**Article**
Thread: Extreme bloating of intarray GiST indexes

Extreme bloating of intarray GiST indexes

From
Josh Berkus
Date:
Hackers,

I'm currently looking at a database which has some extreme bloating of
intarray GiST indexes.  As in 1000% bloating in only a few months.  This
is not a particularly high-transaction-rate database, so the bloating is
a little surprising; I can only explain it if vacuum wasn't cleaning the
indexes at all, and maybe not even then.

We're currently instrumenting the database so that we can collect a bit
more data on update activity, but in the meantime, has anyone seen
anything like this?

-- 
Josh Berkus
PostgreSQL Experts Inc.
http://pgexperts.com


Re: Extreme bloating of intarray GiST indexes

From
Tom Lane
Date:
Josh Berkus <josh@agliodbs.com> writes:
> I'm currently looking at a database which has some extreme bloating of
> intarray GiST indexes.  As in 1000% bloating in only a few months.  This
> is not a particularly high-transaction-rate database, so the bloating is
> a little surprising; I can only explain it if vacuum wasn't cleaning the
> indexes at all, and maybe not even then.

**What you will do**
Rewrite the stretch from "We're currently instrumenting" through "anything like this?" in the thread on intarray GiST index bloating, renaming "update activity" to "write activity". The dataset records are separate material, not part of the thread.

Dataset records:
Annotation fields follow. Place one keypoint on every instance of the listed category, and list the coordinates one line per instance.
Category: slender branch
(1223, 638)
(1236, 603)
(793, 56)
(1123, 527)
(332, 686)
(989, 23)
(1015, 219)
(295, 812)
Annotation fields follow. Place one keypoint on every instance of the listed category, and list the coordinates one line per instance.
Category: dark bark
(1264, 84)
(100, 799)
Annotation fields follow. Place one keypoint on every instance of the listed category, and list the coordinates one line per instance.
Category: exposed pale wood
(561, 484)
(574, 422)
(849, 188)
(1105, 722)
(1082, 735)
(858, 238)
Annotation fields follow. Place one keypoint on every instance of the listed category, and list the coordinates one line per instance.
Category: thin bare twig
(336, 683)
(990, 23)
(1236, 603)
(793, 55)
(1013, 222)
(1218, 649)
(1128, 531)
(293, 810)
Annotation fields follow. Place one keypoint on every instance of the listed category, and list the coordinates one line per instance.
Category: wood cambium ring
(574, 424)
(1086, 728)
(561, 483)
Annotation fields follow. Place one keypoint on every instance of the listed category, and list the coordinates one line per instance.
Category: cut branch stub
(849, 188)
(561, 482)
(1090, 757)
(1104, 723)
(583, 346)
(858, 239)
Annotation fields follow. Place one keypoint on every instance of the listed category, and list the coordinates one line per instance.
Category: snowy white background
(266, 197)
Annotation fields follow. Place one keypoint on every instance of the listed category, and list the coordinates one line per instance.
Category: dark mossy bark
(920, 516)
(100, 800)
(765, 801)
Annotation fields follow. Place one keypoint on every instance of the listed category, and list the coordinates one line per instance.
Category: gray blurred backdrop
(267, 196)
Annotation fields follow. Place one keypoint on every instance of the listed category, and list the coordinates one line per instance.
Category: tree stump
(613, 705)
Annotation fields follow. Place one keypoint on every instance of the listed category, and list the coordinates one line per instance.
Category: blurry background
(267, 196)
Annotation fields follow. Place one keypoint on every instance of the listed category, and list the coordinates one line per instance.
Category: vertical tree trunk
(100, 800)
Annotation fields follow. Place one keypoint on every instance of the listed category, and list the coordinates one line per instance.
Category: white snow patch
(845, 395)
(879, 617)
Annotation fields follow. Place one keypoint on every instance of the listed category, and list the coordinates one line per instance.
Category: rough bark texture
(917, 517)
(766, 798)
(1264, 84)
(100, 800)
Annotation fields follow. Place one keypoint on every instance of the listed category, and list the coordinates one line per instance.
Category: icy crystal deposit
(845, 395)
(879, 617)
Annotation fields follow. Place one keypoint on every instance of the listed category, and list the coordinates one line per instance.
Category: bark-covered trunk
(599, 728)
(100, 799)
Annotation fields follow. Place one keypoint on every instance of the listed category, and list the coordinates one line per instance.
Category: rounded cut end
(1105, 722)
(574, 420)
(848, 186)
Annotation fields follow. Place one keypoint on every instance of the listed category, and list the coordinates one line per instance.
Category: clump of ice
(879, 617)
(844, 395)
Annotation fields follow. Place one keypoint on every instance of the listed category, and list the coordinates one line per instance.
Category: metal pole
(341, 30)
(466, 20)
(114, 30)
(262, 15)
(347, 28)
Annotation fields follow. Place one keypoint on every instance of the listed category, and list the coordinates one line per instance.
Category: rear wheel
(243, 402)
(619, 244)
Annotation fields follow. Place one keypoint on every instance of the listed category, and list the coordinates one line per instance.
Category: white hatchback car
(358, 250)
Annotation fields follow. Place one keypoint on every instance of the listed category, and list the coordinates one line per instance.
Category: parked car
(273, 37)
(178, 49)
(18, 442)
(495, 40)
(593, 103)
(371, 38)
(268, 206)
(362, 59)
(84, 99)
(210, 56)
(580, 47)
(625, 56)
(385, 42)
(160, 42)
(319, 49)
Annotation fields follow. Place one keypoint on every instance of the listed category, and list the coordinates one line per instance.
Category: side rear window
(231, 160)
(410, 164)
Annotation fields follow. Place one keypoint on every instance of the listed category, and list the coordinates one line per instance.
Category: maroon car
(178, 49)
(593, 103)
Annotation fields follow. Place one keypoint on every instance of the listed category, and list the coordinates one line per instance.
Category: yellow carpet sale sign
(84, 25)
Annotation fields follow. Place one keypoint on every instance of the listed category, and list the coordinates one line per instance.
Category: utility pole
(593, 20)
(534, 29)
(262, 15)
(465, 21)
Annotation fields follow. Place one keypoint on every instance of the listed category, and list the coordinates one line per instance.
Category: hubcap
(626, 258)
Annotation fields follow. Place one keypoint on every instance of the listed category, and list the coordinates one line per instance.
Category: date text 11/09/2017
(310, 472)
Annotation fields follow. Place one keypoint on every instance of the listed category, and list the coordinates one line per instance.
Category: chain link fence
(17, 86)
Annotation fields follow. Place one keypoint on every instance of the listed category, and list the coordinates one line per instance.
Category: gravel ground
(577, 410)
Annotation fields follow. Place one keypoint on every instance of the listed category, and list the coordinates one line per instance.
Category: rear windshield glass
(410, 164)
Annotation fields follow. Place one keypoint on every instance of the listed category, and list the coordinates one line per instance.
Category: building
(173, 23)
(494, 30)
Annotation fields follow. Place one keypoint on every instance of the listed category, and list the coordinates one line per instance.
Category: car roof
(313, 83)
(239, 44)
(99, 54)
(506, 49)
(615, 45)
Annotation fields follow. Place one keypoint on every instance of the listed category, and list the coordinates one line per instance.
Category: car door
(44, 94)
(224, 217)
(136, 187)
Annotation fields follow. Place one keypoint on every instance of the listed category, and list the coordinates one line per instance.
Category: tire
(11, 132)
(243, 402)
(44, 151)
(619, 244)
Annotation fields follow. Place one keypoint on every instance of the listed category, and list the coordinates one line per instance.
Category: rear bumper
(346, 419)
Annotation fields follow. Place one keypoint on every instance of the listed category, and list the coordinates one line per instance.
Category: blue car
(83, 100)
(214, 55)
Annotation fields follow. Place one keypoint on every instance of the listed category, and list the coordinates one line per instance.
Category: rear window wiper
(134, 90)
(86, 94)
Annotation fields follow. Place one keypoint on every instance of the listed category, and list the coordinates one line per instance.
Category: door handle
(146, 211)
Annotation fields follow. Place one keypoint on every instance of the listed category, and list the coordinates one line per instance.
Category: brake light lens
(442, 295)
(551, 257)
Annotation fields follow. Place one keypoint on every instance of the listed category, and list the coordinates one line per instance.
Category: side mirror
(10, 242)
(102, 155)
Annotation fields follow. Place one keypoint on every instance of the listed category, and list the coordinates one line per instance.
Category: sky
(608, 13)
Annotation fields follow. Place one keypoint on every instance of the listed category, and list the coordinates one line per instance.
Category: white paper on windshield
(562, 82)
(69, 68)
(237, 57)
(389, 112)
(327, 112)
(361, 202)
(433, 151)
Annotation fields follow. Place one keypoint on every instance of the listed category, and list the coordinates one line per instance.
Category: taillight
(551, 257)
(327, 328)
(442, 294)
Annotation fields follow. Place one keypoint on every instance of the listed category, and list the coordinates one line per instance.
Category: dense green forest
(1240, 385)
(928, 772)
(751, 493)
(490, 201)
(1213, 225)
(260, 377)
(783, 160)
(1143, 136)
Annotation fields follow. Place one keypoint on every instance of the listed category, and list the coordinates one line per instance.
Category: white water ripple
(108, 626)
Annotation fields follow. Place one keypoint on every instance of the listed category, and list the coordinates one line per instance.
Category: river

**Response for this exercise**
We're currently instrumenting the database so that we can collect a bit
more data on write activity, but in the meantime, has anyone seen
anything like this?